§ **Task to carry out**
Reproduce the lines starting with the one containing "point: outrigger boat" and continuing through the one containing "point: green roof", both included.

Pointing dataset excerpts
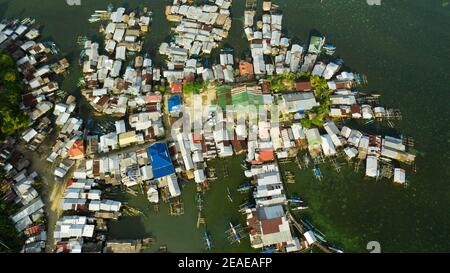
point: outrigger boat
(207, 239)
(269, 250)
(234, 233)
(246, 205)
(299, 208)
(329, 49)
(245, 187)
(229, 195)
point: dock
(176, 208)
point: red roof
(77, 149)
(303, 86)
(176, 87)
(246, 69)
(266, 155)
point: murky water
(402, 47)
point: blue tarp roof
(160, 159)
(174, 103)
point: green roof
--
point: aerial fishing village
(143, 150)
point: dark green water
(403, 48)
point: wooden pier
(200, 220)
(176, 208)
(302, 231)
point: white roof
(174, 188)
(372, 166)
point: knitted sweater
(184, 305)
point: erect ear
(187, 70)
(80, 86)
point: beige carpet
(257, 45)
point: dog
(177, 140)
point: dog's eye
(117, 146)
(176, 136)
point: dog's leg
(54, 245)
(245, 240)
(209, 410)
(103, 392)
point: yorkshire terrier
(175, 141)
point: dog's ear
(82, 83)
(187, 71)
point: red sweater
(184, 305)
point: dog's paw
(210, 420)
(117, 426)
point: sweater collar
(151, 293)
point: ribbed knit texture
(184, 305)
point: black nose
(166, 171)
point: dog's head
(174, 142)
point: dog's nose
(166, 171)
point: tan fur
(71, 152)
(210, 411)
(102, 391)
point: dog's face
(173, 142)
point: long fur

§ **The result**
point: outrigger boat
(207, 239)
(269, 250)
(234, 233)
(246, 205)
(299, 208)
(329, 49)
(245, 187)
(229, 195)
point: dock
(176, 208)
point: red roof
(77, 149)
(303, 86)
(176, 87)
(246, 69)
(266, 155)
point: murky water
(402, 47)
point: blue tarp roof
(160, 159)
(174, 103)
point: green roof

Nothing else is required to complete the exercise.